**TASK DIRECTIONS**:
In the entries below, find each line with the word "trace" and return it.

*** SOURCE DATA ***

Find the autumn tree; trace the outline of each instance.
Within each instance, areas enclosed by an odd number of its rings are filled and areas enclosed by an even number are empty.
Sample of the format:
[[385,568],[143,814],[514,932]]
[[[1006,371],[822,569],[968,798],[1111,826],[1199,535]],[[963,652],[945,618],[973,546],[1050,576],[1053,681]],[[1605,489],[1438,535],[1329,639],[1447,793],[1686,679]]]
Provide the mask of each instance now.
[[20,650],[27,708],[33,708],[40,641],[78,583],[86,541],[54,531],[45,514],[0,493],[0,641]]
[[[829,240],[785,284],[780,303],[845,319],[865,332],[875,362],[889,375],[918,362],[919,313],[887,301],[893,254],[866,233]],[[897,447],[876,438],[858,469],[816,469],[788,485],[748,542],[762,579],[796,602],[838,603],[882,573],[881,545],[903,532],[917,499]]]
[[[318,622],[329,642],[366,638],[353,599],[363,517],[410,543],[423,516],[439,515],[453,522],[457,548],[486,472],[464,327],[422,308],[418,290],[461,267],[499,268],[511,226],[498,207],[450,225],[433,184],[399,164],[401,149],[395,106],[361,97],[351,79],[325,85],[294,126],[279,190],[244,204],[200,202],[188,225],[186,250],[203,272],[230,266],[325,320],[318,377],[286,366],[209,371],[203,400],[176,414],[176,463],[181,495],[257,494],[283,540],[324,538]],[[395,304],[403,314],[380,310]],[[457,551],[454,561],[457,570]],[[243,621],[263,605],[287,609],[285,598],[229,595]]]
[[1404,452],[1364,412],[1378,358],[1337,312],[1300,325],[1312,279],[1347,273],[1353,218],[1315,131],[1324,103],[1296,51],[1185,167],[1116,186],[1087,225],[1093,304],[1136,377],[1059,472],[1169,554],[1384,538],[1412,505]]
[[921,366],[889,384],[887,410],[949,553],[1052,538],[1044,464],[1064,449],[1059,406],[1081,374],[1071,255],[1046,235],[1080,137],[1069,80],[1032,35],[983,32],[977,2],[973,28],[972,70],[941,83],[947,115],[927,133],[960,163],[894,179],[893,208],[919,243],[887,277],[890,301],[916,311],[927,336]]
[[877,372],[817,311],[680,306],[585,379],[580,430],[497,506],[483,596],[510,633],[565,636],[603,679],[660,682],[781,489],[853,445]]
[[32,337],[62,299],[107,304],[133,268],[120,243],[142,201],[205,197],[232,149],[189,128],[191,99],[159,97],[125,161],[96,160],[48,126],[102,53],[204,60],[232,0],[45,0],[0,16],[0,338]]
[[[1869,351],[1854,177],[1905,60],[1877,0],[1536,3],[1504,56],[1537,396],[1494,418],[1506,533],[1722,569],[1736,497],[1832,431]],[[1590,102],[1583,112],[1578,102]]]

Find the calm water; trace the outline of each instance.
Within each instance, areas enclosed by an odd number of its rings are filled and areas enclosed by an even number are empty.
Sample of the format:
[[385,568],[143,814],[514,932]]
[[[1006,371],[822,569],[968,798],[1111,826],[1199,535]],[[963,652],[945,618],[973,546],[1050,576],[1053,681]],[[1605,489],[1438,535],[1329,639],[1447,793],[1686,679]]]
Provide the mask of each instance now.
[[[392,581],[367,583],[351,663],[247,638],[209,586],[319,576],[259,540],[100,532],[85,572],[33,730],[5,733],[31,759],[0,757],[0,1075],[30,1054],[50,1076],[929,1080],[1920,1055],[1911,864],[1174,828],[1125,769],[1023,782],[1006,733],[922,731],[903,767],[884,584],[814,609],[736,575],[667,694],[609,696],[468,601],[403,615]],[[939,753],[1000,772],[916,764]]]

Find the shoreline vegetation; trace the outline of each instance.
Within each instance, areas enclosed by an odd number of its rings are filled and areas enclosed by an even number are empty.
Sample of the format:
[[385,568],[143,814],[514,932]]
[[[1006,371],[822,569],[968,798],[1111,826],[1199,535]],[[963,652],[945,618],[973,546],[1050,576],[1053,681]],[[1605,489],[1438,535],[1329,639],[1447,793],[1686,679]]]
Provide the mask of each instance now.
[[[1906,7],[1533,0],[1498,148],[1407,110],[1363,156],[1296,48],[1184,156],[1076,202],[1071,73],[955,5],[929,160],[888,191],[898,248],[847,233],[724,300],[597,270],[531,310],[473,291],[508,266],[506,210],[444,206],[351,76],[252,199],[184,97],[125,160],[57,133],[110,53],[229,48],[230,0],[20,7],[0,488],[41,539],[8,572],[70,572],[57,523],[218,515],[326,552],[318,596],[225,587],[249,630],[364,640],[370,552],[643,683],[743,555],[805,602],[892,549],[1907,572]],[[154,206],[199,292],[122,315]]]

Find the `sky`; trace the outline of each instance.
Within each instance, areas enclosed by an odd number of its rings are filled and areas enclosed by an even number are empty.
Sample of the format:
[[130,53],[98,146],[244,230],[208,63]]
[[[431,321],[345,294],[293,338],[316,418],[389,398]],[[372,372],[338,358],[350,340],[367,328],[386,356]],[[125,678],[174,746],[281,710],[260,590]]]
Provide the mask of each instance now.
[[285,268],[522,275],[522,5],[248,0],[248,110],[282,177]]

***

**YOUR RESPONSE**:
Find the autumn tree; trace the outline of each instance.
Find the calm water; trace the outline of each instance.
Find the shoreline vegetation; trace the outline of each instance.
Find the `sky`; trace the outline of each instance.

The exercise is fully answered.